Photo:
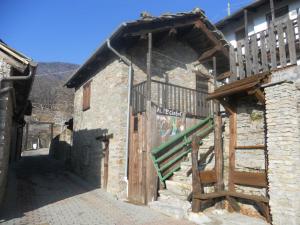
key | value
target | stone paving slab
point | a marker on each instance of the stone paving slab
(41, 192)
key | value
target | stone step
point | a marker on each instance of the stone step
(172, 207)
(179, 188)
(182, 179)
(166, 194)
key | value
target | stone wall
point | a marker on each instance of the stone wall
(250, 132)
(107, 114)
(172, 60)
(60, 147)
(6, 109)
(283, 143)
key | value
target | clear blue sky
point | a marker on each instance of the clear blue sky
(70, 30)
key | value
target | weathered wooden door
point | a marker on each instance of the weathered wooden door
(137, 160)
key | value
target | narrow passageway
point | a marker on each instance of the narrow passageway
(40, 191)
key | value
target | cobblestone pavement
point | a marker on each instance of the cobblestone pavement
(42, 192)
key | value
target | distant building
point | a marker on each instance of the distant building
(259, 17)
(16, 78)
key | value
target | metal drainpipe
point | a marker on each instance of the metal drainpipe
(130, 73)
(11, 89)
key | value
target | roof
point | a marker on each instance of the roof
(15, 58)
(240, 12)
(21, 65)
(130, 32)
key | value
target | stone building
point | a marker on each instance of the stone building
(146, 74)
(16, 78)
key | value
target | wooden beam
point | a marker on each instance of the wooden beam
(227, 106)
(208, 176)
(224, 76)
(246, 22)
(251, 147)
(233, 203)
(232, 144)
(257, 92)
(14, 63)
(196, 182)
(149, 64)
(210, 53)
(249, 179)
(200, 25)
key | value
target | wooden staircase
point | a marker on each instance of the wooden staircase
(175, 199)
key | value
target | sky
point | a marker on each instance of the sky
(71, 30)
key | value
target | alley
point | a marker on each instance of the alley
(42, 192)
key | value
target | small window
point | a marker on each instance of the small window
(240, 34)
(279, 14)
(86, 96)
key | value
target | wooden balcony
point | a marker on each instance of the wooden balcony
(170, 98)
(271, 49)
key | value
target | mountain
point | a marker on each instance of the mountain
(51, 100)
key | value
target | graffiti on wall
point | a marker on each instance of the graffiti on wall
(169, 126)
(168, 112)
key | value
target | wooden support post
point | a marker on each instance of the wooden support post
(51, 132)
(149, 64)
(26, 137)
(106, 159)
(246, 22)
(232, 145)
(272, 10)
(196, 183)
(218, 139)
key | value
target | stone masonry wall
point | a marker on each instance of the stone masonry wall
(107, 114)
(250, 131)
(172, 60)
(5, 130)
(283, 143)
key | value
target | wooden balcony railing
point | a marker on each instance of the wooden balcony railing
(172, 97)
(277, 47)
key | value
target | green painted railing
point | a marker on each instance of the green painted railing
(167, 156)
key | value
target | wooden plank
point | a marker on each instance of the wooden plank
(254, 53)
(149, 66)
(233, 203)
(106, 159)
(179, 102)
(218, 148)
(260, 96)
(210, 53)
(298, 22)
(199, 24)
(272, 46)
(247, 196)
(223, 76)
(290, 32)
(249, 179)
(237, 84)
(264, 55)
(196, 179)
(212, 195)
(240, 60)
(232, 58)
(232, 144)
(251, 147)
(248, 58)
(282, 52)
(208, 177)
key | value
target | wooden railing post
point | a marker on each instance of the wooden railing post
(196, 182)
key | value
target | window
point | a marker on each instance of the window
(279, 14)
(86, 96)
(240, 34)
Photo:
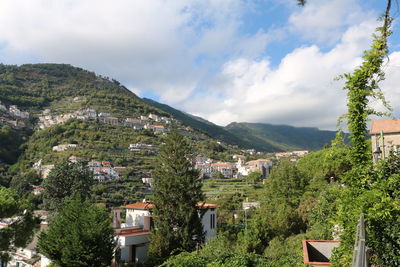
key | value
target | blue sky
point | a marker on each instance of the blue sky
(224, 60)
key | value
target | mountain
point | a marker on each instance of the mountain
(274, 138)
(262, 137)
(209, 128)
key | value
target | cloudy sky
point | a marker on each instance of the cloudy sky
(225, 60)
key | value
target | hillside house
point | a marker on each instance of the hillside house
(148, 181)
(27, 256)
(38, 190)
(264, 166)
(166, 120)
(14, 111)
(109, 120)
(138, 147)
(237, 157)
(42, 170)
(133, 236)
(136, 124)
(225, 168)
(64, 147)
(104, 114)
(2, 107)
(103, 170)
(295, 153)
(385, 138)
(154, 117)
(74, 159)
(157, 129)
(249, 151)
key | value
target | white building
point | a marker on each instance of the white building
(2, 107)
(134, 235)
(14, 111)
(64, 147)
(154, 117)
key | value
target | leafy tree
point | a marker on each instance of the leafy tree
(253, 177)
(23, 184)
(67, 179)
(362, 86)
(177, 190)
(218, 175)
(79, 235)
(20, 230)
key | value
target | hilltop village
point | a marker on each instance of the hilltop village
(133, 228)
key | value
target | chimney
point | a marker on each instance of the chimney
(147, 223)
(117, 219)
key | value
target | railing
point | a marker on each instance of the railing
(360, 254)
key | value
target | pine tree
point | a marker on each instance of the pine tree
(66, 180)
(177, 191)
(79, 235)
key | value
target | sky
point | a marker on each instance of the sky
(268, 61)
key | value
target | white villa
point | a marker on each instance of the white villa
(133, 236)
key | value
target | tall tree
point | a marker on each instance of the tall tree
(67, 179)
(21, 222)
(79, 235)
(362, 86)
(177, 191)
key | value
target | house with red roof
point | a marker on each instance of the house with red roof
(133, 236)
(385, 137)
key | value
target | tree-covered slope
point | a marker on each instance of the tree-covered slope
(34, 87)
(271, 138)
(205, 126)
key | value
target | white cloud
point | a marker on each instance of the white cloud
(198, 56)
(300, 91)
(148, 45)
(324, 21)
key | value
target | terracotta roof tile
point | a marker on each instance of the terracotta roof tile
(386, 126)
(147, 205)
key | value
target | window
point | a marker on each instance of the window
(212, 220)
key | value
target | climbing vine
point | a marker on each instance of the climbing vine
(362, 86)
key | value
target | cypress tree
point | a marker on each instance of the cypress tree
(177, 190)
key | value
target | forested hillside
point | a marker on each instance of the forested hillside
(273, 138)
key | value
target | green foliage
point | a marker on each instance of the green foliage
(255, 176)
(381, 206)
(79, 235)
(216, 254)
(362, 86)
(330, 163)
(23, 184)
(10, 144)
(177, 190)
(275, 138)
(66, 180)
(20, 231)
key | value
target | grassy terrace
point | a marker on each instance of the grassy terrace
(220, 188)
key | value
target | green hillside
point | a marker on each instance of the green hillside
(274, 138)
(209, 128)
(34, 87)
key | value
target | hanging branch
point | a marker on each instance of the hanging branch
(361, 86)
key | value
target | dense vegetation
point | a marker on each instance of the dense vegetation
(177, 191)
(275, 138)
(87, 241)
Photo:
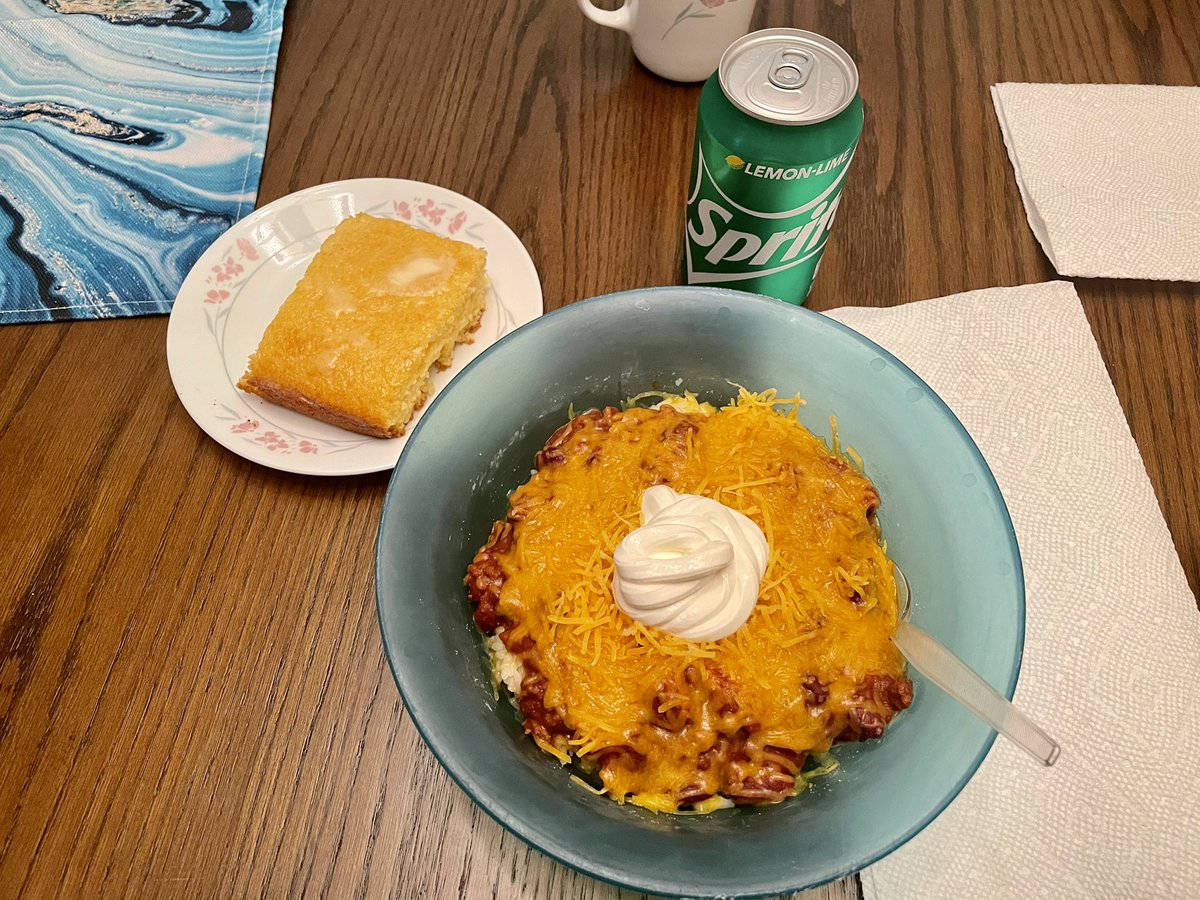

• [What you need to do]: Copy the whole of the material above exactly, but not its images.

• [The completed task]:
Photo:
key | value
target | stone paving slab
point | a marker on each instance of the stone paving slab
(41, 192)
key | value
target | stone step
point | a marker on each instance of the stone step
(172, 207)
(179, 188)
(182, 179)
(166, 194)
key | value
target | stone wall
point | a marker on each instance of the stone wall
(250, 132)
(107, 114)
(172, 60)
(60, 147)
(6, 109)
(283, 143)
key | value
target | clear blue sky
point | a marker on each instance of the clear blue sky
(70, 30)
key | value
target | weathered wooden door
point | a marker on each instance of the weathered wooden door
(137, 160)
key | value
target | narrow passageway
point | a marker on each instance of the narrow passageway
(40, 191)
key | value
target | cobblestone pavement
point | a marker on each instance of the cobblestone pavement
(42, 192)
key | value
target | distant building
point | a marker on each instance of the distant building
(259, 17)
(16, 78)
key | value
target | metal drainpipe
point | a marker on each instance of the metal drainpipe
(130, 73)
(11, 89)
key | value
target | roof
point | a marker on each instance of the roof
(15, 58)
(240, 12)
(21, 65)
(130, 32)
key | value
target | stone building
point | a marker on each instance of the stone building
(146, 74)
(16, 78)
key | value
target | wooden beam
point | a marker on each instance of the wooden beam
(227, 106)
(208, 176)
(224, 76)
(246, 22)
(251, 147)
(233, 203)
(232, 144)
(257, 92)
(14, 63)
(196, 182)
(149, 64)
(210, 53)
(249, 179)
(200, 25)
key | value
target | wooden staircase
point | a marker on each instance of the wooden staircase
(175, 199)
key | value
target | sky
point | a marker on each instance of the sky
(71, 30)
key | value
target | alley
point | a marker on each instance of the alley
(42, 192)
key | value
target | small window
point | a marker on each instance of the small window
(240, 34)
(279, 14)
(86, 96)
key | value
target | wooden balcony
point | a marker on each instance of the wooden balcony
(170, 98)
(271, 49)
key | value
target | mountain
point | a marker on each instance of the mountain
(51, 100)
key | value
target | graffiti on wall
point | a marker on each instance of the graffiti on wall
(169, 126)
(168, 112)
key | value
target | wooden support post
point | a marker on each instance of the wooden support post
(51, 132)
(149, 64)
(26, 137)
(106, 159)
(246, 22)
(232, 145)
(272, 10)
(196, 183)
(218, 139)
key | value
target | stone masonry wall
point | a marker on each instance of the stone masonry wall
(107, 114)
(250, 131)
(172, 60)
(5, 130)
(283, 143)
key | value
target | wooden balcony railing
point | a marker on each instance of the wooden balcony railing
(172, 97)
(277, 47)
key | value
target | green painted railing
point | a marker on each instance of the green painted railing
(167, 156)
key | value
target | wooden plank
point | a marker on each instance of the wooden plank
(254, 53)
(149, 66)
(233, 203)
(106, 159)
(179, 102)
(218, 148)
(260, 96)
(210, 53)
(298, 22)
(199, 24)
(272, 46)
(247, 196)
(223, 76)
(290, 32)
(249, 179)
(237, 84)
(264, 55)
(196, 179)
(212, 195)
(240, 60)
(232, 58)
(232, 144)
(251, 147)
(248, 58)
(282, 52)
(208, 177)
key | value
target | wooden railing post
point | a marker on each instance of the wooden railing post
(196, 182)
key | value
target | window
point | a marker on each instance of the window
(279, 14)
(86, 96)
(240, 34)
Photo:
key | value
target | blue sky
point | a marker on each instance of the blue sky
(224, 60)
key | value
target | mountain
point | a marker on each instance of the mountain
(274, 138)
(262, 137)
(209, 128)
key | value
target | cloudy sky
point | a marker on each instance of the cloudy sky
(225, 60)
key | value
target | hillside house
point | a marker on each instance of the hillside house
(148, 181)
(27, 256)
(38, 190)
(264, 166)
(166, 120)
(14, 111)
(109, 120)
(138, 147)
(237, 157)
(42, 170)
(133, 236)
(136, 124)
(225, 168)
(64, 147)
(104, 114)
(2, 107)
(103, 170)
(295, 153)
(385, 138)
(154, 117)
(74, 159)
(157, 129)
(249, 151)
key | value
target | white building
point | a marker on each instance of the white building
(2, 107)
(134, 235)
(14, 111)
(64, 147)
(154, 117)
key | value
target | leafy tree
point | a marker on each instance of the leafy tree
(253, 177)
(23, 184)
(67, 179)
(362, 86)
(177, 190)
(218, 175)
(79, 235)
(20, 230)
key | value
target | hilltop village
point | a marker on each instance of the hilltop village
(133, 228)
key | value
target | chimney
point | a marker on each instance of the chimney
(147, 223)
(117, 219)
key | value
target | railing
point | a marker on each instance of the railing
(360, 254)
key | value
target | pine tree
point | a marker on each instance of the pine tree
(66, 180)
(177, 191)
(79, 235)
key | value
target | sky
point | a marker on each instance of the sky
(268, 61)
key | value
target | white villa
point | a marker on each instance of the white villa
(133, 236)
key | value
target | tall tree
point | a marker on each instance of the tall tree
(67, 179)
(21, 222)
(79, 235)
(362, 86)
(177, 191)
key | value
target | house with red roof
point | a marker on each instance of the house with red roof
(133, 236)
(385, 137)
key | value
target | tree-covered slope
point | a marker on each instance of the tree-covered slope
(34, 87)
(271, 138)
(205, 126)
key | value
target | white cloud
point | a marker on each instance of the white cloud
(198, 56)
(300, 91)
(148, 45)
(324, 21)
key | value
target | terracotta roof tile
point | a marker on each instance of the terracotta roof tile
(386, 126)
(147, 205)
key | value
target | window
point | a marker on each instance of the window
(212, 220)
key | value
target | climbing vine
point | a marker on each instance of the climbing vine
(362, 86)
key | value
target | cypress tree
point | a marker on each instance of the cypress tree
(177, 190)
key | value
target | forested hillside
point | a marker on each instance of the forested hillside
(273, 138)
key | value
target | green foliage
point | a marker on each instance of the green foliage
(255, 176)
(381, 206)
(79, 235)
(216, 254)
(362, 86)
(330, 163)
(23, 184)
(10, 144)
(177, 190)
(275, 138)
(66, 180)
(20, 231)
key | value
target | grassy terrace
point | a marker on each instance of the grassy terrace
(220, 188)
key | value
target | green hillside
point | a marker on each instance of the green hillside
(274, 138)
(209, 128)
(34, 87)
key | value
target | hanging branch
point | a marker on each instance of the hanging branch
(361, 86)
key | value
target | dense vegetation
point | a marker on each instance of the dense vegetation
(177, 191)
(275, 138)
(87, 241)
Photo:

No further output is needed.